- Document extract -

On the Campus: December 11, 1996


PROSPECT: A STREET DIVIDED
A debate rages among the eating clubs, sparked by Cloister's early sign-in policy

BY DAVE ITZKOFF '98

Speaking the word "bicker" you'll find has a polarizing effect on Princeton students. The term, referring to the member-choosing process still practiced by five of the school's 12 upperclass eating clubs, is steeped in controversial premises of privilege and tradition--or, if nothing else, the sheer irony that selective social institutions exist at a university that already has a 13 percent acceptance rate.
Some 30 years ago, frustrated juniors and seniors devised the sign-in system as an alternative to bicker. On an appointed day (historically the first Thursday of second semester, capping a week of parties intended to entice new members), sophomores turn in preference forms listing their top choices from among the cooperating sign-in clubs. If a club has more open slots than prospectives, everyone gets in. If interest exceeds the available space, members are chosen by random lottery.
The new procedure offered some immediate advantages over bicker: sign-in week gave sophomores an opportunity to sample many different eating clubs before having to commit to a specific one. Allowing them to sign into clubs in groups assured sophomores the process wouldn't separate them from their friends. But perhaps the most important distinction from bicker was a philosophical one--by choosing to take part in the sign-in process, a club was essentially turning control of membership over from its present ranks to the hands of those interested in joining.
But as any Econ 101 student could have predicted, exposing "The Street" to the harsh realities of a market economy led to some wild fluctuations in the numbers of new members. Look no further than Quadrangle Club for proof. Quad went from over 100 sophomores joining in 1995, to a paltry 14 turning out in 1996--less than the number of sophomores wait-listed the previous year.

- Required task A -
In the article on Princeton's eating clubs, translate this sentence into Spanish: "Look no further than Quadrangle Club for proof."
- Required task B -
From the article on Princeton's eating clubs, return the stretch from "But as any Econ" through "the previous year." word for word.

- Dataset excerpt -

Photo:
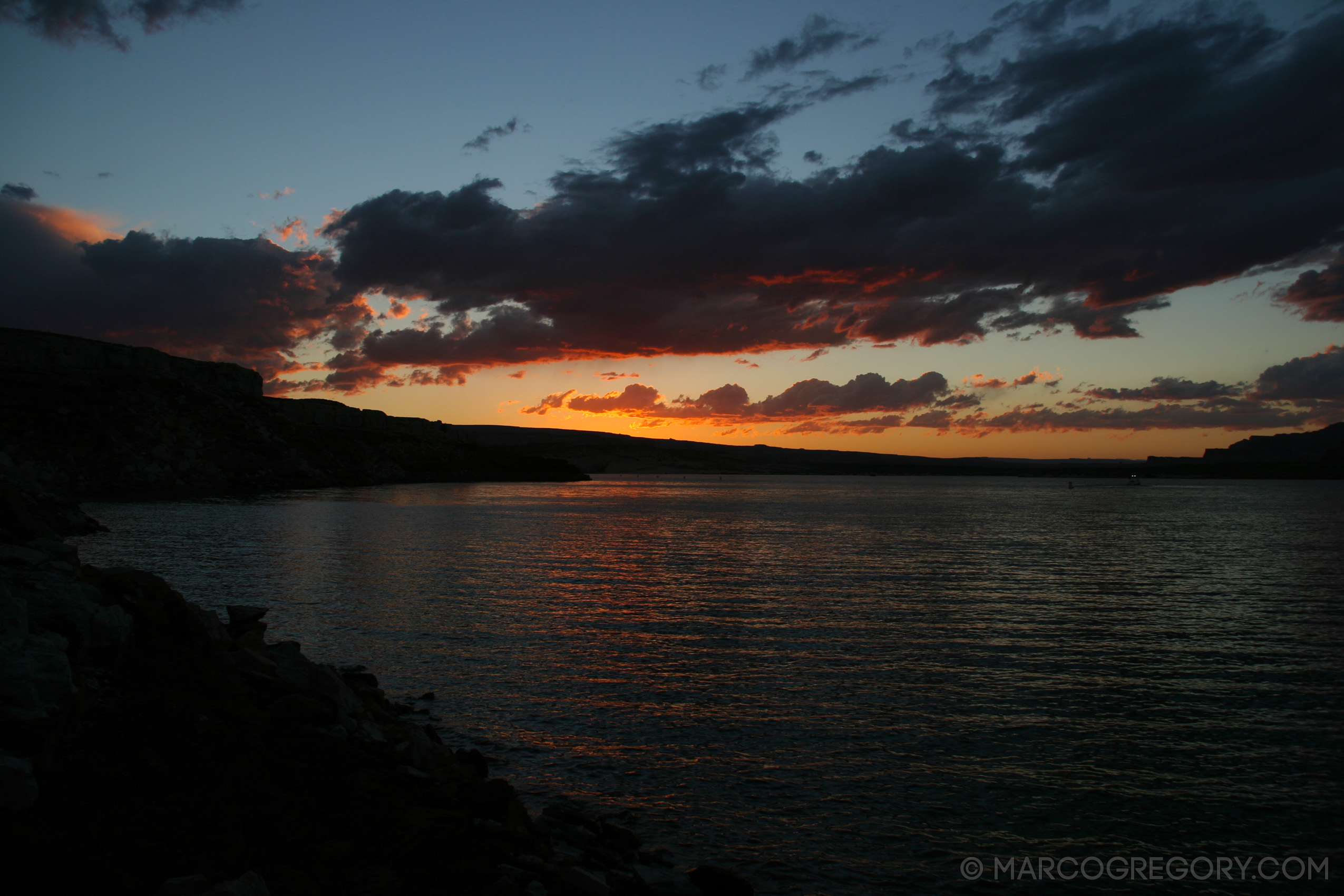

- Final result A -
Basta con mirar el Quadrangle Club para encontrar pruebas.

- Final result B -
But as any Econ 101 student could have predicted, exposing "The Street" to the harsh realities of a market economy led to some wild fluctuations in the numbers of new members. Look no further than Quadrangle Club for proof. Quad went from over 100 sophomores joining in 1995, to a paltry 14 turning out in 1996--less than the number of sophomores wait-listed the previous year.